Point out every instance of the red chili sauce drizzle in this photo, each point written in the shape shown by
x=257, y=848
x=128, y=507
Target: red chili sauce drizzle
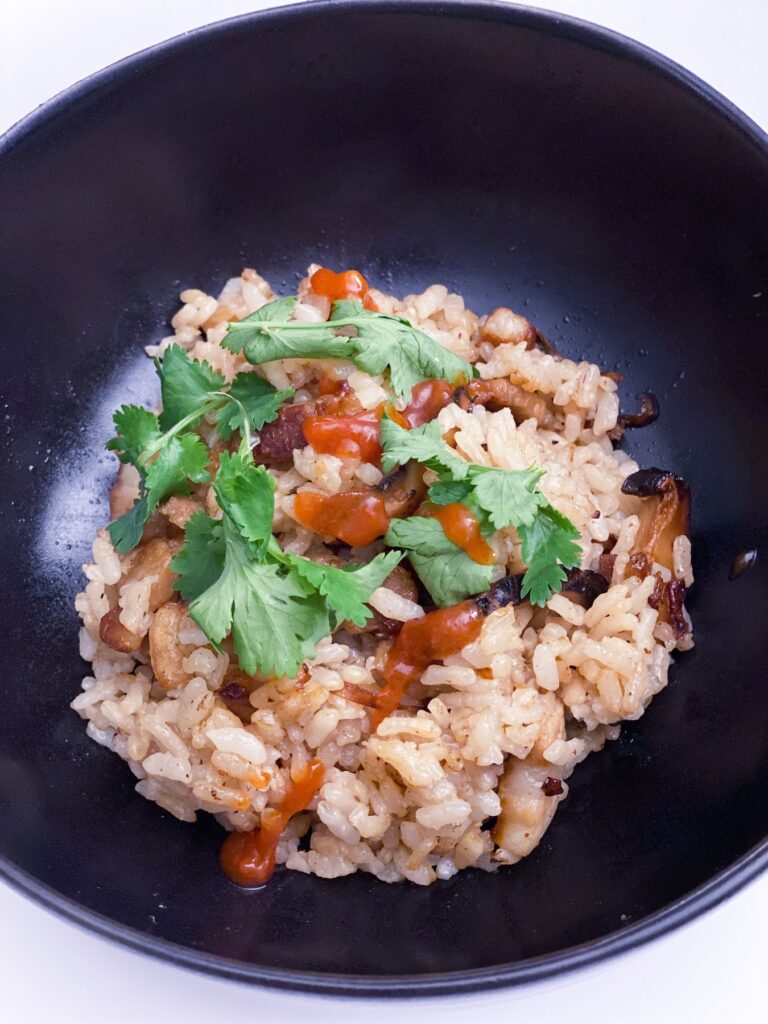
x=461, y=526
x=356, y=436
x=345, y=285
x=356, y=517
x=427, y=398
x=346, y=436
x=248, y=858
x=420, y=642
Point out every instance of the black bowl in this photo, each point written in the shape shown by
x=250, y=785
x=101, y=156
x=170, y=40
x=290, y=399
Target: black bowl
x=524, y=159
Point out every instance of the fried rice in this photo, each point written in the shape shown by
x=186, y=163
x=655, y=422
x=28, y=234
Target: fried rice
x=470, y=769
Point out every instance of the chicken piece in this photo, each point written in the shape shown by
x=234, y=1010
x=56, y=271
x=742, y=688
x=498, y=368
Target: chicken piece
x=505, y=327
x=552, y=728
x=179, y=510
x=154, y=558
x=117, y=636
x=526, y=810
x=502, y=393
x=399, y=581
x=166, y=651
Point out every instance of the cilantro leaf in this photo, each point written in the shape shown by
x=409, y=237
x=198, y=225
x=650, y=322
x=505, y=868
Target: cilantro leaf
x=450, y=492
x=381, y=343
x=246, y=494
x=346, y=590
x=274, y=619
x=201, y=561
x=182, y=458
x=296, y=341
x=425, y=444
x=508, y=496
x=391, y=343
x=126, y=530
x=136, y=429
x=500, y=498
x=448, y=571
x=255, y=400
x=185, y=386
x=276, y=310
x=549, y=547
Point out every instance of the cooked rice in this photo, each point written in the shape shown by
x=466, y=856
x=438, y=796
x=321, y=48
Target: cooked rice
x=537, y=692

--------

Task instructions:
Write out again, exactly, the lines from the one holding "x=650, y=322" through the end of the listing, with both ends included.

Solved problem:
x=650, y=322
x=505, y=868
Target: cilantro leaf
x=450, y=492
x=381, y=343
x=246, y=494
x=346, y=590
x=274, y=619
x=201, y=561
x=182, y=458
x=296, y=341
x=425, y=444
x=508, y=496
x=391, y=343
x=126, y=530
x=136, y=429
x=500, y=498
x=448, y=571
x=255, y=400
x=185, y=386
x=276, y=310
x=549, y=547
Point out every instance of the cooked rice in this photo, each point written in the shape shown by
x=466, y=856
x=438, y=796
x=321, y=48
Target: cooked rice
x=537, y=692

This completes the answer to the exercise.